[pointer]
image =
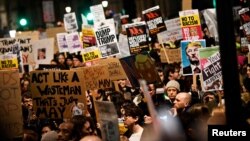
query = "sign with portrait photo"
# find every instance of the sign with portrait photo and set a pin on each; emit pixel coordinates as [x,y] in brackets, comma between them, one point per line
[190,24]
[211,68]
[55,93]
[106,38]
[61,42]
[70,22]
[8,61]
[137,37]
[190,56]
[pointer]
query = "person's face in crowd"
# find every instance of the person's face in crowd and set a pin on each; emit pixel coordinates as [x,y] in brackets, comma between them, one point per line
[248,72]
[53,62]
[61,59]
[45,129]
[129,121]
[161,76]
[65,131]
[26,85]
[174,76]
[151,89]
[41,54]
[172,92]
[28,103]
[69,62]
[157,46]
[192,53]
[76,62]
[86,128]
[122,83]
[180,102]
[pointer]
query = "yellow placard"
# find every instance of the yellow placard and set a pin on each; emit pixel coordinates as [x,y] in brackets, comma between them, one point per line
[8,61]
[92,55]
[190,20]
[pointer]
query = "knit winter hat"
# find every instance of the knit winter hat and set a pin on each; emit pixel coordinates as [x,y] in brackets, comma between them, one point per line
[173,83]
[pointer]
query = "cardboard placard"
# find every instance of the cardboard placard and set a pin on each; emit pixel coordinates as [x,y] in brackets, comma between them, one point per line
[51,33]
[34,35]
[115,68]
[190,56]
[73,42]
[137,37]
[88,36]
[70,22]
[10,105]
[170,55]
[190,24]
[90,54]
[108,119]
[61,42]
[106,37]
[98,13]
[8,61]
[154,20]
[25,43]
[96,77]
[55,93]
[211,68]
[140,66]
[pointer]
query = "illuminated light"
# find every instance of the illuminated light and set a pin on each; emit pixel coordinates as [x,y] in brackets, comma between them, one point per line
[90,17]
[105,3]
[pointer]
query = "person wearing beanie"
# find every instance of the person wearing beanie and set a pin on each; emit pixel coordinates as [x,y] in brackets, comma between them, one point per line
[172,88]
[49,136]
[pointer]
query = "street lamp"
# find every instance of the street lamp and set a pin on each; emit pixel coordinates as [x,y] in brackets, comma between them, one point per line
[105,3]
[12,33]
[68,9]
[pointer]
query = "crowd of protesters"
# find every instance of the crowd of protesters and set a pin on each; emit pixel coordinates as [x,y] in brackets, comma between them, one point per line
[183,109]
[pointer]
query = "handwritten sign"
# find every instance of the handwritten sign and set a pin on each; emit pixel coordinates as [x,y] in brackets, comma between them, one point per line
[90,54]
[115,69]
[154,20]
[171,55]
[88,36]
[106,37]
[6,45]
[190,24]
[98,13]
[96,77]
[108,119]
[70,22]
[8,61]
[10,105]
[56,92]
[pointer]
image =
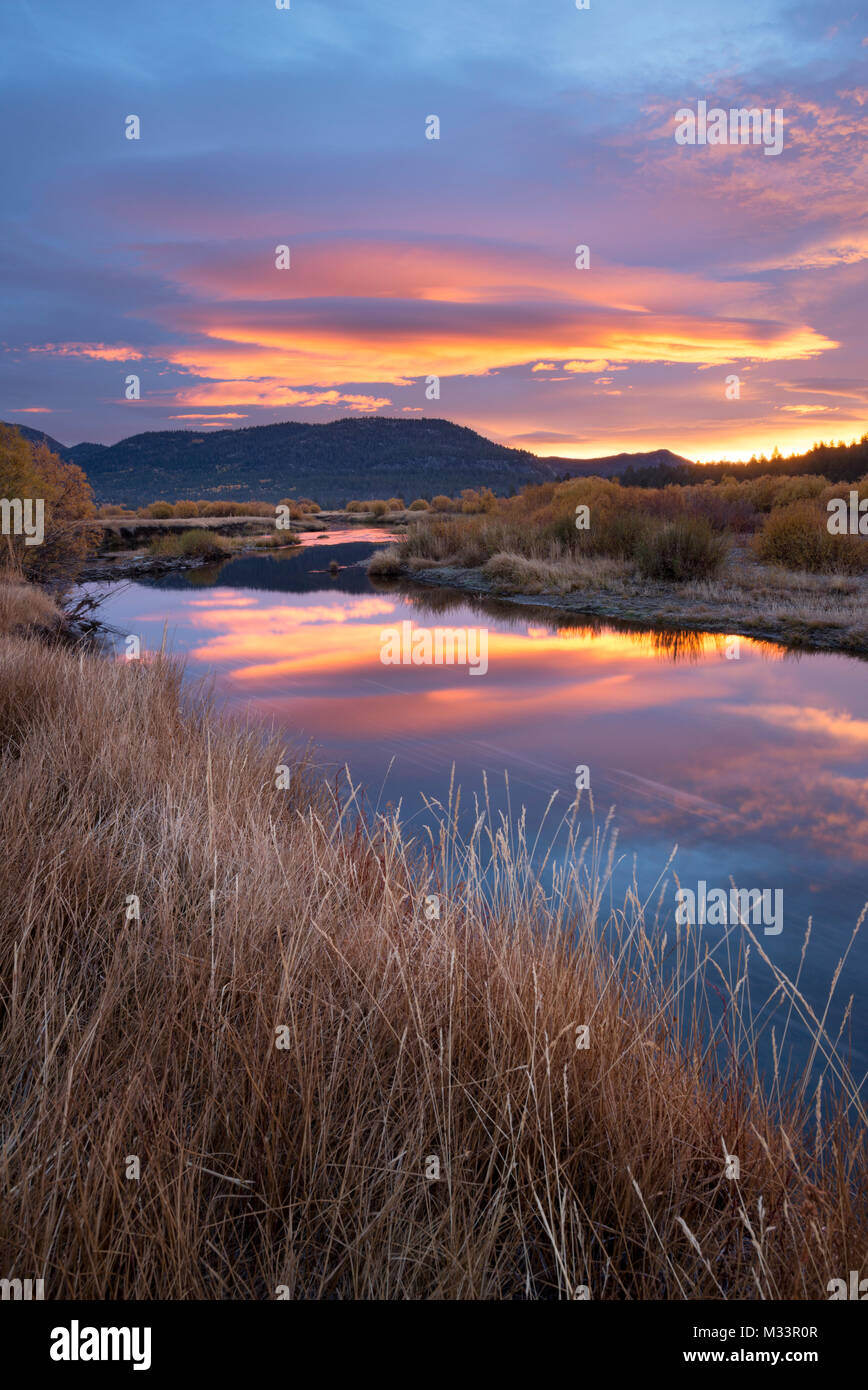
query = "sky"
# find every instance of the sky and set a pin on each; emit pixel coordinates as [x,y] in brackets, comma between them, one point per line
[452,257]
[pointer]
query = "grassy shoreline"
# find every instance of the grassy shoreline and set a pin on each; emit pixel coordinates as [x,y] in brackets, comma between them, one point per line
[285,1036]
[808,613]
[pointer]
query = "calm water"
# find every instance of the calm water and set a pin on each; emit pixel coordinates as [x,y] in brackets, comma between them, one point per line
[757,766]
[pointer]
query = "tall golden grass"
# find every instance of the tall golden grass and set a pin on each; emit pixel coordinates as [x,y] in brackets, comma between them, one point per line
[429,997]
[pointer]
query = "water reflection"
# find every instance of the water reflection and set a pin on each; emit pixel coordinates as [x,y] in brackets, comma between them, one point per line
[757,766]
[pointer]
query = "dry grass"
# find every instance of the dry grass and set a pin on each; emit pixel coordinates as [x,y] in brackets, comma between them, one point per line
[406,1039]
[512,573]
[25,606]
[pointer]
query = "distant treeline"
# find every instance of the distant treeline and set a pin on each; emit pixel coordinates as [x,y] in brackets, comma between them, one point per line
[836,462]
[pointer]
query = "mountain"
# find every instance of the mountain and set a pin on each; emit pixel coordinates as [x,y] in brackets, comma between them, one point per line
[41,437]
[614,463]
[377,456]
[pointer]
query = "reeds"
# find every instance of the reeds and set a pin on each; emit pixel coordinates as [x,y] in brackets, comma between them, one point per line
[294,1016]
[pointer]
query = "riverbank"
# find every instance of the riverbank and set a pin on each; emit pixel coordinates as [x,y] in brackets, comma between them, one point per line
[796,610]
[273,1045]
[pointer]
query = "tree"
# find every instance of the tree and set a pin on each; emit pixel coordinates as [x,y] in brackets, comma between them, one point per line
[31,474]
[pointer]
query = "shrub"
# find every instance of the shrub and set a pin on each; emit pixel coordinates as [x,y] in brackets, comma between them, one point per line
[384,563]
[680,551]
[31,474]
[192,544]
[797,537]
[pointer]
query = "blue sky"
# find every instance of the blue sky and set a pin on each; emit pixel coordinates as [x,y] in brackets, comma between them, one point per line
[451,257]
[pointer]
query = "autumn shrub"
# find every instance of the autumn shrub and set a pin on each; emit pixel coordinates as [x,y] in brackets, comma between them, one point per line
[191,544]
[797,537]
[680,551]
[32,476]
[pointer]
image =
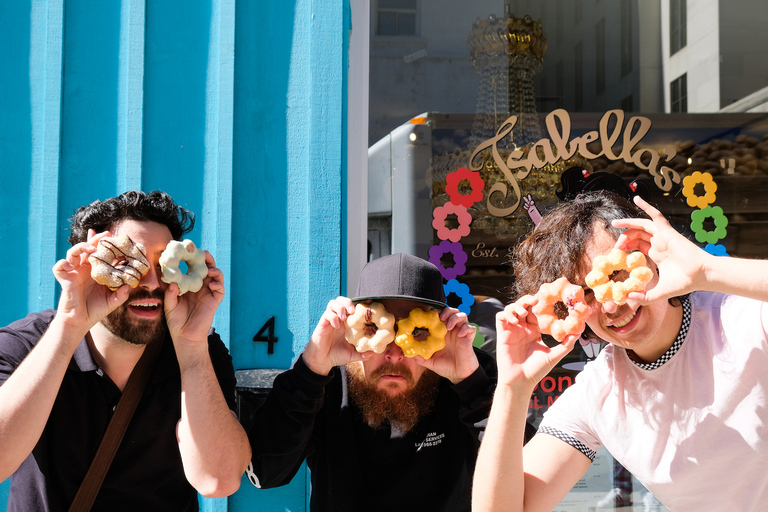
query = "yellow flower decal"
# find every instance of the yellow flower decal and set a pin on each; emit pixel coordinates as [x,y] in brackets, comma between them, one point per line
[710,187]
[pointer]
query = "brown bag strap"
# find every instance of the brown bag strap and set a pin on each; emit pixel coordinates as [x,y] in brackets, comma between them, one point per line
[134,388]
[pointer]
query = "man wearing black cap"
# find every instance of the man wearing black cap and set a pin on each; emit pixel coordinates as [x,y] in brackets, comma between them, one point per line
[379,431]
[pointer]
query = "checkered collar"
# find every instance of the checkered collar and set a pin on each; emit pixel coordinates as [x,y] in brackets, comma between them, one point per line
[676,345]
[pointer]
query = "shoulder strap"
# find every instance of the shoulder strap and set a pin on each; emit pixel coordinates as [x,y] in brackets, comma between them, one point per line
[134,388]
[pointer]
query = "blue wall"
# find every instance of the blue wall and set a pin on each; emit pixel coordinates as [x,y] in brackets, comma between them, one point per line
[235,108]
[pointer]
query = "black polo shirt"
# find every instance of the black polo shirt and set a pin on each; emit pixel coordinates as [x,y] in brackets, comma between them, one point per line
[147,472]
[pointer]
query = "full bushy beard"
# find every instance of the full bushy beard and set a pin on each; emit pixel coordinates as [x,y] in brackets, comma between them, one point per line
[134,330]
[401,411]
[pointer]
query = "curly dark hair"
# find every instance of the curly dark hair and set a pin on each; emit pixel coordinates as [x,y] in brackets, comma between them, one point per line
[155,206]
[557,245]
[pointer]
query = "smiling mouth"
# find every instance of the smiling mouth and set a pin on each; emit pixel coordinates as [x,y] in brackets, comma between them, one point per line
[624,321]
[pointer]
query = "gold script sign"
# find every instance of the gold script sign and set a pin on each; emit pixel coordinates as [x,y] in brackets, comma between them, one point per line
[559,146]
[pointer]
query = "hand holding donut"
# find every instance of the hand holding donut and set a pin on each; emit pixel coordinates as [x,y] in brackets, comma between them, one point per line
[523,358]
[83,302]
[328,346]
[457,360]
[680,262]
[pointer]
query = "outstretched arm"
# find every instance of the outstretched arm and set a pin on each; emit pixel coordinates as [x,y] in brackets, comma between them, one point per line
[27,397]
[683,266]
[214,447]
[507,476]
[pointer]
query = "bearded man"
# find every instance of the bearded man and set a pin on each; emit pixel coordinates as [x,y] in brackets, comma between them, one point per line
[63,372]
[379,431]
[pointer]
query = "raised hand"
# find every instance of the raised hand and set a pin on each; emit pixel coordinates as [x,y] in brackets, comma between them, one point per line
[680,262]
[327,347]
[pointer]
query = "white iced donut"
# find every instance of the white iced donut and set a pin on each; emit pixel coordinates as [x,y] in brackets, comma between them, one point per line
[197,270]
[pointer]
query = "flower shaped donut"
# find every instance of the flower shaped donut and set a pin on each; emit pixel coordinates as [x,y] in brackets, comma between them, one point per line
[572,296]
[476,183]
[197,270]
[413,326]
[117,261]
[370,327]
[710,187]
[605,289]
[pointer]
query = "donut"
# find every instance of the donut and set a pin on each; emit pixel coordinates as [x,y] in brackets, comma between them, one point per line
[197,270]
[572,296]
[421,320]
[118,260]
[370,327]
[605,289]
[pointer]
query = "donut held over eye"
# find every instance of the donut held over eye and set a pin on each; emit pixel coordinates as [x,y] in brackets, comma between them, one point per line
[606,289]
[118,260]
[414,326]
[197,270]
[370,328]
[572,296]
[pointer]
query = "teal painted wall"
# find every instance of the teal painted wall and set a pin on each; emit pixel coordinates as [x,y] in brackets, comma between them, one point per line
[236,108]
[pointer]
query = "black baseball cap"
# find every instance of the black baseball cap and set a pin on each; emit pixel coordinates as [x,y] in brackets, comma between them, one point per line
[401,276]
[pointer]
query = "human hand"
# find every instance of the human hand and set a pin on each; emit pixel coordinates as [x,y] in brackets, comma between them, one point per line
[190,316]
[83,302]
[680,262]
[327,346]
[457,360]
[523,358]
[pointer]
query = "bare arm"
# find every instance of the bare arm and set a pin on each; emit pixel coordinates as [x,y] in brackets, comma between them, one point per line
[27,397]
[683,266]
[214,447]
[508,476]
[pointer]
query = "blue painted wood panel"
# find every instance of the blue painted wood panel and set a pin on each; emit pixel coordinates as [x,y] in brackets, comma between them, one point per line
[235,108]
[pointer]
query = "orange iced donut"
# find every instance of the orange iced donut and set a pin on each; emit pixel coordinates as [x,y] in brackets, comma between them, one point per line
[605,289]
[413,326]
[572,296]
[117,261]
[370,327]
[176,252]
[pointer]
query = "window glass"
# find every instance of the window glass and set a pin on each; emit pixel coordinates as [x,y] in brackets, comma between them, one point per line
[607,78]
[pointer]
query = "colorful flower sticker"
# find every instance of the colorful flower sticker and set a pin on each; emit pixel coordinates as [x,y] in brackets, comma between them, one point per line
[716,250]
[476,183]
[459,258]
[446,233]
[697,224]
[710,187]
[462,291]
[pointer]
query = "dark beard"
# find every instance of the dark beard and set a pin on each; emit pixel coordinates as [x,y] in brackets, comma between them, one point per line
[401,411]
[132,330]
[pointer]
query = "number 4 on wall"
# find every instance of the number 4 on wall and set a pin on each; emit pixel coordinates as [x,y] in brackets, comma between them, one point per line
[270,338]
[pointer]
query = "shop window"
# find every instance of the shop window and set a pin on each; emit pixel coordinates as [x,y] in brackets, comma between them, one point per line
[626,37]
[600,57]
[677,25]
[679,94]
[396,18]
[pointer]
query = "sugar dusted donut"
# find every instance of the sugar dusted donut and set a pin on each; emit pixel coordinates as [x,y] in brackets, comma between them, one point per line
[414,326]
[605,289]
[117,261]
[370,327]
[572,296]
[197,270]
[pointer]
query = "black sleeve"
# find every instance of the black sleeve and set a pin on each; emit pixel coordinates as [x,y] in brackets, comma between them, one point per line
[476,394]
[223,367]
[281,435]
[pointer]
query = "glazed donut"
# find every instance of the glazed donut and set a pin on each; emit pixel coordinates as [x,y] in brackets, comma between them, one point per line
[117,261]
[605,289]
[426,321]
[572,296]
[370,327]
[197,270]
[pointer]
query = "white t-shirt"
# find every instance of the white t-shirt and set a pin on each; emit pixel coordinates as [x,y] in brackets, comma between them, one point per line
[693,430]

::::

▸ Work instructions
Count the lines in the records above that contain the string "shoreline", where case matters, and give only the number.

▸ Reply
2